**PASSAGE GIVEN**
LOS ANGELES -- Games had been so exciting around here the past few days, it was easy to overlook an intruder sneaking up on the Los Angeles Dodgers' party, step by stealthy step.

The bats stayed in Canada. There was the 20-strikeout game Sunday, the feeble effort against aging and inconsistent Andy Pettitte on Tuesday. And Wednesday, it finally caught up to them in a 3-0 loss to the New York Yankees at Dodger Stadium.

The Yankees' ninth-inning rally started like so many have over the past couple of decades: with Derek Jeter getting on base. The captain walked and his pinch runner, Eduardo Nunez, scored the winning run on pinch hitter Lyle Overbay's single off Paco Rodriguez.

Then, the Dodgers got sloppy, with Yasiel Puig colliding with Mark Ellis, who dropped a fly ball to allow two more Yankees runs to score. In spring training, Dodgers manager Don Mattingly said Puig still hadn't mastered the ability to call for a fly ball.

That put the Dodgers in a bad spot: between Mariano Rivera and his 642nd career save, which he earned in fairly crisp fashion.

It was another dominant outing by Clayton Kershaw and another one not rewarded with a win. Kershaw lowered his ERA to 1.87 with eight dominant innings but remained stuck on 10 wins. In nine of Kershaw's 23 starts, he has left the game with the Dodgers having scored no runs or one run. In five others, they scored two.

Most of that lack of support came before the All-Star break. The Dodgers' offense ignited in July, but it has stalled since coming back from Toronto. The Dodgers have scored four runs in their past 29 innings.

The Yankees made the mistake of missing an opportunity early and that's a bad idea against Kershaw. New York had runners at first and third in the second inning after Brent Lillibridge's single up the middle.

The rally started when Puig made an ill-advised dive for Vernon Wells' sinking liner near the right-field line, but somehow caught it on a bounce any way, got to his knees and made a strong throw to Hanley Ramirez to hold Wells to a single. In fact, had Ramirez not bobbled it, he might have thrown Wells out scrambling to get back to first.

Kershaw got Jayson Nix to line weakly to Ramirez and Chris Stewart to ground out to third and cruised for the next six innings.

The Dodgers' problem was trying to figure out a former teammate, Hiroki Kuroda, a pitcher they made an offer to in the free agency period last fall. Kuroda, as he has been all year, was hard to handle. The Dodgers were lurching at his split-finger pitch all night.

The Dodgers got just one runner to second base in the game's first six innings. They might have had a bigger rally in the seventh, but Adrian Gonzalez was thrown out -- by a lot -- trying to stretch his hit down the right-field line into a double. Andre Ethier and A.J. Ellis had back-to-back hits with two outs, but Skip Schumaker struck out to end the threat.

**WHAT YOU WILL DO**
(1) Answer these from the game report:
(a) What was the final score, and which team won?
(b) What did Kershaw's ERA drop to?
(c) Who struck out to end the Dodgers' seventh-inning threat?
(2) Please decide whether each statement agrees with the game report, and back each yes or no with a quotation from it.
(a) Derek Jeter scored the winning run himself.
(b) The Dodgers had made Hiroki Kuroda an offer last fall.
(c) Adrian Gonzalez reached second base with a double in the seventh.

[Entries taken from a collection]
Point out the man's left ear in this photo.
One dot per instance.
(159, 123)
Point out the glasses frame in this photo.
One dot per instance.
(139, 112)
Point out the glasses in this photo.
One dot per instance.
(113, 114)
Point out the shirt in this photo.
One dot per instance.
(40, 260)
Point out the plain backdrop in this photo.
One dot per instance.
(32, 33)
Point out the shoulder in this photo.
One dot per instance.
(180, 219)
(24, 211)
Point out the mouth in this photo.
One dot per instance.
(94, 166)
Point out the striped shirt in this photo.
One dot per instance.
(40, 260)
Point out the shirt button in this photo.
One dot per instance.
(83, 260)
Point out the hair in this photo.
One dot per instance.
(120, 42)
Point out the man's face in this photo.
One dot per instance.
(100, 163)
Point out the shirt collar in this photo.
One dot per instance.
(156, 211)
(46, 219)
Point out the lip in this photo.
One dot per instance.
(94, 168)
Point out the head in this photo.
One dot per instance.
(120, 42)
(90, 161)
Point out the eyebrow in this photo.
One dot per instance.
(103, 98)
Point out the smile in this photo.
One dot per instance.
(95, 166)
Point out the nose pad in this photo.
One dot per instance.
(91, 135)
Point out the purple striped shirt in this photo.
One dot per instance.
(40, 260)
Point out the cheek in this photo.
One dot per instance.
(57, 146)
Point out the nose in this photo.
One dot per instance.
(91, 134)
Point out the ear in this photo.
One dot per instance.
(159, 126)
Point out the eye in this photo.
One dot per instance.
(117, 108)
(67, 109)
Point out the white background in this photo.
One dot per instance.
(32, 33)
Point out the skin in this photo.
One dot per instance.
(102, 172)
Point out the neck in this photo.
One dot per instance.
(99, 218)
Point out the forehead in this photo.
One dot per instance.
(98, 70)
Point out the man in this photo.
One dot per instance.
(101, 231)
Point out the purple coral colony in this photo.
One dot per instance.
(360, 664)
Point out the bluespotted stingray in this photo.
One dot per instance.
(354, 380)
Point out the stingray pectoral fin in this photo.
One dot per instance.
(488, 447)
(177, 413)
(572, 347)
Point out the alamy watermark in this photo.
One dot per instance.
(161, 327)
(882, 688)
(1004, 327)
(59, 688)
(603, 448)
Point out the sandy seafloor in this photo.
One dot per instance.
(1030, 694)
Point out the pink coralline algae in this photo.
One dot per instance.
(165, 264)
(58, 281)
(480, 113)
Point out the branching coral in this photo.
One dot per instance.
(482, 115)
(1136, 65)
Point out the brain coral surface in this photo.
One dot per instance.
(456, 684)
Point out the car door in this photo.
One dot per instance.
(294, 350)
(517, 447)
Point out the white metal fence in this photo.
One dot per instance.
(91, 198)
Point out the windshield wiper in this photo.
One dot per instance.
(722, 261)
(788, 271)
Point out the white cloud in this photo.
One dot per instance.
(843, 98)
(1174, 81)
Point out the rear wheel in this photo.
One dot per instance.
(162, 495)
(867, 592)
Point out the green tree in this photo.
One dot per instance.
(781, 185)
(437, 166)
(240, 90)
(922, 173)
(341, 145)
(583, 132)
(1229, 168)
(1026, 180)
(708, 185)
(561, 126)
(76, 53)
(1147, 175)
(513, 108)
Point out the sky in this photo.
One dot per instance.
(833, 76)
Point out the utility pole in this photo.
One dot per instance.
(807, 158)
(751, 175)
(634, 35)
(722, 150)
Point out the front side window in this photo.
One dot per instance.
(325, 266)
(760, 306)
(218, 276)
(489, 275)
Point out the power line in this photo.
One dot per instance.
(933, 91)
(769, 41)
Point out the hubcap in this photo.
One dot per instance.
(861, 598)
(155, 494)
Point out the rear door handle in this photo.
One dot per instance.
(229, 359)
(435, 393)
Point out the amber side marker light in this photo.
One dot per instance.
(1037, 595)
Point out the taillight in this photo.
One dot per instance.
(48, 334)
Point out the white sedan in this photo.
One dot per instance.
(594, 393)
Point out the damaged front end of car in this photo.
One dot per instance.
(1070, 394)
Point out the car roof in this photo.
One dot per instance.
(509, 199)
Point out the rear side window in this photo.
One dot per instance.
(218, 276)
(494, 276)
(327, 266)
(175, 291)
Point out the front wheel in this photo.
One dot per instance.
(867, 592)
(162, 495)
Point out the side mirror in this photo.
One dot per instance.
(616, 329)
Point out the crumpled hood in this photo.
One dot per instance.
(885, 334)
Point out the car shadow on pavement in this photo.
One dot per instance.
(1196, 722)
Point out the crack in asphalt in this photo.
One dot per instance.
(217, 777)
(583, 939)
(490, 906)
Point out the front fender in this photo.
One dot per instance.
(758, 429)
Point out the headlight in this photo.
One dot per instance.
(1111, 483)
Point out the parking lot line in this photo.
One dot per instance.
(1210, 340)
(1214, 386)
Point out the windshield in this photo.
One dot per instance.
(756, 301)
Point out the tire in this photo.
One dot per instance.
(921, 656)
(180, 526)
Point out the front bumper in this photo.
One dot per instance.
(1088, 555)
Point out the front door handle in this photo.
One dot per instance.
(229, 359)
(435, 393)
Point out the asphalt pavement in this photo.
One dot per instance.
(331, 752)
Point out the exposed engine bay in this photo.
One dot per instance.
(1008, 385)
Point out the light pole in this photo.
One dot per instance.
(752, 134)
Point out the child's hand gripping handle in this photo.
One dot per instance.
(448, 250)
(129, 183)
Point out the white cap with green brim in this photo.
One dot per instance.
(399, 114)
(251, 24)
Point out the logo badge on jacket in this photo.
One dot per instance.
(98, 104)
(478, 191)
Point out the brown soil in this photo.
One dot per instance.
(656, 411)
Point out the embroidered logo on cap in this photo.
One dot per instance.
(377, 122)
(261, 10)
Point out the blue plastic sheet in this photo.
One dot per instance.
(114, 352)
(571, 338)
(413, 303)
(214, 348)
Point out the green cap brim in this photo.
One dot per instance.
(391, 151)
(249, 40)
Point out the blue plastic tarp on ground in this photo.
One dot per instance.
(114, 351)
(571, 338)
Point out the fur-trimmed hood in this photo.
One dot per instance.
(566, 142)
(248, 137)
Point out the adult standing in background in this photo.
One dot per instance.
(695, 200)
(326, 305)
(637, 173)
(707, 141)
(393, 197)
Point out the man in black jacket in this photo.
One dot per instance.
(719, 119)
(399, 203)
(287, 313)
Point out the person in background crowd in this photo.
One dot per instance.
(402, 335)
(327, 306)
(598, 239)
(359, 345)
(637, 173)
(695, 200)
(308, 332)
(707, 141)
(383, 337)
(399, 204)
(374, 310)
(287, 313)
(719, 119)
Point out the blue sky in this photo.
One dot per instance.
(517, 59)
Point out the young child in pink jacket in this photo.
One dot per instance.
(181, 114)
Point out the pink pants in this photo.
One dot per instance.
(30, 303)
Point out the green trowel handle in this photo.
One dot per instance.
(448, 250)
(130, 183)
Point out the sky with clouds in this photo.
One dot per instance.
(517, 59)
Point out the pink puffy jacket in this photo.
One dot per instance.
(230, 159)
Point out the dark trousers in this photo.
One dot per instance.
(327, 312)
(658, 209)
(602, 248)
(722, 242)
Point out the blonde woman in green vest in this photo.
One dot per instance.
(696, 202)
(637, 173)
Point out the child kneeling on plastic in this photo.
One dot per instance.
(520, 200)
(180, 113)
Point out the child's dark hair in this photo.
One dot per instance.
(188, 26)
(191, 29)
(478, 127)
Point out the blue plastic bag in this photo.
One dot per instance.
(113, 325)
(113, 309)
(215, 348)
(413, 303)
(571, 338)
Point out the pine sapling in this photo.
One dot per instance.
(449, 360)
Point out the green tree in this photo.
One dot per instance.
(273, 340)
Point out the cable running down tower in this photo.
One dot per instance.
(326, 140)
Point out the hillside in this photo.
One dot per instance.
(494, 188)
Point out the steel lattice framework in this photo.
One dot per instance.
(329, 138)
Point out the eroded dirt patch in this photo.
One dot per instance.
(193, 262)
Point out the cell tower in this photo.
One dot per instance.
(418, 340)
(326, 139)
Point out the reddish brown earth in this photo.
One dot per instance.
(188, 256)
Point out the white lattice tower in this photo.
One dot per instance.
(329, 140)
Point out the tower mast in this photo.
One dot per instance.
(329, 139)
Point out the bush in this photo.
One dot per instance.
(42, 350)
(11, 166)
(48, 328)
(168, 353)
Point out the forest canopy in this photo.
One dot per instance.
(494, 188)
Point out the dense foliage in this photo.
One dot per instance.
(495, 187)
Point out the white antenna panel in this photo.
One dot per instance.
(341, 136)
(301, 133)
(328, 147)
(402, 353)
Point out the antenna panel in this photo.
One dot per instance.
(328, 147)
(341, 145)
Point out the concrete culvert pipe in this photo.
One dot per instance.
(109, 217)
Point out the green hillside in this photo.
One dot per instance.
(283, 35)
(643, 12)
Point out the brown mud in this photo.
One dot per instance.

**IN RESPONSE**
(1)
(a) 3-0, New York Yankees
(b) 1.87
(c) Skip Schumaker

(2)
(a) No: "The captain walked and his pinch runner, Eduardo Nunez, scored the winning run"
(b) Yes: "a pitcher they made an offer to in the free agency period last fall"
(c) No: "Adrian Gonzalez was thrown out -- by a lot -- trying to stretch his hit down the right-field line into a double"